# VORLIEGENDER TEXT:

_ _ _ _ _

Manchester. Der Manchester-Attentäter Salman Abedi hielt sich vergangene Woche am Düsseldorfer Flughafen auf. Die britische Polizei nimmt acht Verdächtige fest.

Jetzt ist Detektivarbeit gefragt. Jetzt sitzen Ermittler in Düsseldorf vor den gespeicherten Videoaufnahmen von vor einer Woche und suchen nach Salman Abedi. Der 22-jährige Attentäter von Manchester war am Donnerstag vergangener Woche auf dem Düsseldorfer Flughafen, und die Frage ist nun, ob er dort jemanden getroffen hat. Ob er sich mit jemandem unterhalten hat. Ob Taschen oder Gegenstände übergeben wurden. Wenn das so wäre, dann könnte es auf den Videoaufnahmen zu sehen sein.

Nach allem, was man weiß, hat sich Abedi zwar auf dem Flughafen aufgehalten, ihn aber nicht verlassen. Er blieb nur „für kurze Zeit“ im Transit- und Sicherheitsbereich, wie die Düsseldorfer Polizei gestern mitteilte. „Weitere Erkenntnisse für Kontakte des Tatverdächtigen nach Nordrhein-Westfalen“ gebe es nicht. Jüngsten Erkenntnissen zufolge kam der Täter aus Istanbul, möglicherweise hielt er sich davor für eine paramilitärische Ausbildung in Syrien auf. Im sogenannten Schengener Informationssystem (SIS) sei der Name des Briten mit libyschen Wurzeln nicht registriert gewesen. Er sei nicht zur Fahndung ausgeschrieben gewesen, auch seine Reiseaktivitäten seien nicht überwacht worden, hieß es.

_ _ _ _ _

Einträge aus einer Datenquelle

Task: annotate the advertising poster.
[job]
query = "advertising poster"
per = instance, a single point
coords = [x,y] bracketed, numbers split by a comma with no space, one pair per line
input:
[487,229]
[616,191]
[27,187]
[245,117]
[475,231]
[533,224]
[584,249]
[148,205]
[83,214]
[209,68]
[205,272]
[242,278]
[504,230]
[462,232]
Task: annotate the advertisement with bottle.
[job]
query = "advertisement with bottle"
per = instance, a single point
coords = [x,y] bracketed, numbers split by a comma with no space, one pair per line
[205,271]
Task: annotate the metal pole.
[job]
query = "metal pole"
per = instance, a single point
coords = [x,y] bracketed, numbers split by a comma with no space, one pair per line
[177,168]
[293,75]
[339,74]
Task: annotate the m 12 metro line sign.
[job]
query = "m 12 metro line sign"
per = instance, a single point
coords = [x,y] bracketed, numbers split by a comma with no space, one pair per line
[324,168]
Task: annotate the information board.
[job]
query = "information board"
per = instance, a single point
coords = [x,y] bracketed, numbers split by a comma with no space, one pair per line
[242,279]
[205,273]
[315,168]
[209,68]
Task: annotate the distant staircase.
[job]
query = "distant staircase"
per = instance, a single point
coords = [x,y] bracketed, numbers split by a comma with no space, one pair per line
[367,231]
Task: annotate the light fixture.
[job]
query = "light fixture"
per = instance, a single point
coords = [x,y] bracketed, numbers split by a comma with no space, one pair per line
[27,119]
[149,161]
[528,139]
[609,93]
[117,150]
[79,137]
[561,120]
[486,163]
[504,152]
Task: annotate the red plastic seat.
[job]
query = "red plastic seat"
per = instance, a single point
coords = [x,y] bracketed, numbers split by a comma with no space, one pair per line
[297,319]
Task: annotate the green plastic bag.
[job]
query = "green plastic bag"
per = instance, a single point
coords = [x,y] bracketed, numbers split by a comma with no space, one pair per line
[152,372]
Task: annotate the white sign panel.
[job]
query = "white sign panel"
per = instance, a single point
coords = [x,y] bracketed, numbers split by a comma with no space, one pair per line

_ _ _ _ _

# ZU BEARBEITENDE AUFGABEN:
1: Welche Städte nennt der Artikel über den Manchester-Attentäter?
2: Führe den Artikel über den Manchester-Attentäter im Anschluss an seinen letzten Satz weiter.
Die Datensätze stammen aus einer anderen Quelle.

# ANTWORTEN JE AUFGABE:
1: Manchester, Düsseldorf, Istanbul

2:
Abedi versteckte sich nachts

in der Moschee

Trotzdem werden die Ermittler nun die Reisen von Salman Abedi rekonstruieren. Sie werden auch nach Parallelen zu den Reisen von anderen mutmaßlich islamistischen Personen suchen. „Es ist klar, dass es sich um ein Netzwerk handelt“, ist der Polizeichef von Manchester, Ian Hopkins, überzeugt. Dem gehe man nach. Tatsächlich hatte sich die Terrororganisation „Islamischer Staat“ (IS) zu dem Anschlag bekannt. 22 Menschen waren dabei ums Leben gekommen, viele Opfer schweben noch in Lebensgefahr.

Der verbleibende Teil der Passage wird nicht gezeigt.